◆ **Work instruction**
Could you write the entries out again, exactly as they appear?

◆ **Material for the task**
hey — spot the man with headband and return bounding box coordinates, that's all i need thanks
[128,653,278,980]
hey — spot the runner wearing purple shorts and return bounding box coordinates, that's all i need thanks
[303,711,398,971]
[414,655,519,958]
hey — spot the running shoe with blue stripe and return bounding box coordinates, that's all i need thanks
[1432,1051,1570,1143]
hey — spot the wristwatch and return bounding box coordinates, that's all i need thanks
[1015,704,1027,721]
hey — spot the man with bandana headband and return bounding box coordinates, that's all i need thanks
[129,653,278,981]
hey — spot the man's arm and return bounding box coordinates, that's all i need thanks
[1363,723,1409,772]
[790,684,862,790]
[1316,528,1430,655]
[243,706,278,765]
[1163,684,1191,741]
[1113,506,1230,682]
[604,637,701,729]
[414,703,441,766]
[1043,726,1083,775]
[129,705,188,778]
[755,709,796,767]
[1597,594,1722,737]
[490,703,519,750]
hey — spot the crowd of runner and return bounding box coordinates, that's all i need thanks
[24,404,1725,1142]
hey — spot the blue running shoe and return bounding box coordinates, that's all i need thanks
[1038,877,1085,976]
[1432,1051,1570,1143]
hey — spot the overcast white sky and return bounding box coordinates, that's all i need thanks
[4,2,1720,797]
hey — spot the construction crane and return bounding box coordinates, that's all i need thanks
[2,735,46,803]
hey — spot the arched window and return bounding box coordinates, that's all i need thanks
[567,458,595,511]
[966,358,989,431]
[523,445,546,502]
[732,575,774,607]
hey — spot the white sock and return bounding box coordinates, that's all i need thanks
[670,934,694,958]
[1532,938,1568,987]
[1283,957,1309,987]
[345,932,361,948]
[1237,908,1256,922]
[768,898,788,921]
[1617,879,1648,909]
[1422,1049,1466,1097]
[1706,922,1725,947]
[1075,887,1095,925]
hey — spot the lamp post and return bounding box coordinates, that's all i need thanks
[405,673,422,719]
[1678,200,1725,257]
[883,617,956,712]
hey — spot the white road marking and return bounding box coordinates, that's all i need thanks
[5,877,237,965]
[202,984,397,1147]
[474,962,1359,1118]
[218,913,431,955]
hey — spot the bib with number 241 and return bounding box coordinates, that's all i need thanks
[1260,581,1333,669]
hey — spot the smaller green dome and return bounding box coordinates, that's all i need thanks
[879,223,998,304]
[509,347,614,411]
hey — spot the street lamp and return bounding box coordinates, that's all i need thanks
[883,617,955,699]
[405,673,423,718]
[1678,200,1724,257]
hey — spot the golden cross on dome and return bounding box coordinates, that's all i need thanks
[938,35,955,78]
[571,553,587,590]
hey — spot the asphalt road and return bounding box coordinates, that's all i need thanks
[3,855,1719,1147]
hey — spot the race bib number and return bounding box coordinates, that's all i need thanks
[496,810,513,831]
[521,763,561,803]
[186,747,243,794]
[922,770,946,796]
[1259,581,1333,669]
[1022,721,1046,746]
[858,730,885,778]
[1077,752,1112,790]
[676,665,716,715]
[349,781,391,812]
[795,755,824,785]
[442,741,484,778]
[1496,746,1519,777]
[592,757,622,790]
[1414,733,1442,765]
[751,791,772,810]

◆ **Response**
hey — spot the man with headband and return bounding box coordinates, that's all i need thanks
[128,653,278,980]
hey — spot the runner wearing purple shorts and return bounding box coordinates, that's all i need thanks
[303,711,398,971]
[414,655,519,958]
hey — spot the running shoe with blue stripe and return bounding box coordinates, that's all i need thanks
[1432,1051,1570,1143]
hey — spot the wristwatch and return bounding box coordinates, that's all i need thanks
[1015,704,1027,721]
hey — spot the man with bandana headband and return bounding box coordinates, that's all i need thanks
[129,653,278,981]
hey — spot the man's arm and return bounding box coordinates, that's all i need thanks
[1363,723,1409,772]
[790,684,862,790]
[1316,528,1430,655]
[243,706,278,765]
[1163,684,1191,741]
[1113,506,1230,682]
[604,637,701,729]
[414,703,441,766]
[1043,726,1083,775]
[129,705,188,778]
[755,709,796,767]
[1597,594,1722,737]
[490,703,519,750]
hey — spot the crowd of runner and return bounding box coordinates, that's all i need thanks
[24,404,1725,1142]
hey — spot the blue running shoe and return bounding box coordinates, that's all i need thanks
[1038,877,1085,976]
[1432,1051,1570,1143]
hey — spot the overcast white sky and return bounding box coordinates, that's all i need thanks
[4,2,1720,797]
hey — spot the construction crane and return bounding box coordinates, that's all i need thanks
[2,735,46,803]
hey — spot the arched window and return bounding box coordinates, that's all i need thanks
[567,458,595,511]
[966,358,989,431]
[523,445,546,502]
[732,575,774,607]
hey — spot the white sock and return bounding box coordinates, that's all i need thanks
[670,934,694,958]
[1532,938,1568,987]
[1283,957,1309,987]
[345,932,361,948]
[1237,908,1256,922]
[768,898,788,921]
[1617,879,1648,909]
[1422,1049,1466,1097]
[1706,922,1725,947]
[1075,887,1095,925]
hey — spot the lamp post and return bounding box coordinates, that's all i need thanks
[405,673,422,719]
[1678,200,1725,257]
[883,617,956,712]
hey — spot the white road marking and return bounding box coordinates, that's all i need thanks
[5,877,237,965]
[202,984,397,1147]
[474,962,1359,1118]
[218,913,431,955]
hey — spot the bib with number 241 and return bounding box coordinates, that's all i need thanks
[1260,581,1333,669]
hey — spot the smaller green dome and return bounding box coordinates, that's all i need thanks
[879,223,998,304]
[509,347,614,411]
hey — spot the street lamp and return bounding box coordinates, that's all i need thanks
[883,617,955,699]
[405,673,423,718]
[1678,200,1724,257]
hey — spot the golden cross on dome and return bounding box coordinates, that's all i need thanks
[938,35,955,78]
[571,553,587,590]
hey — spot the asphalt road and return bounding box coordinates, that's all i need thanks
[3,855,1719,1147]
hey — spot the race bib number and return bounding box coordinates, that's all i need thanks
[496,810,513,831]
[521,763,561,803]
[186,747,243,794]
[922,770,946,796]
[1259,581,1333,669]
[1022,721,1046,746]
[858,730,885,778]
[1077,752,1112,790]
[676,665,716,715]
[349,781,391,812]
[795,755,824,785]
[442,741,484,778]
[1496,746,1519,777]
[592,757,622,790]
[1414,733,1442,765]
[751,791,772,810]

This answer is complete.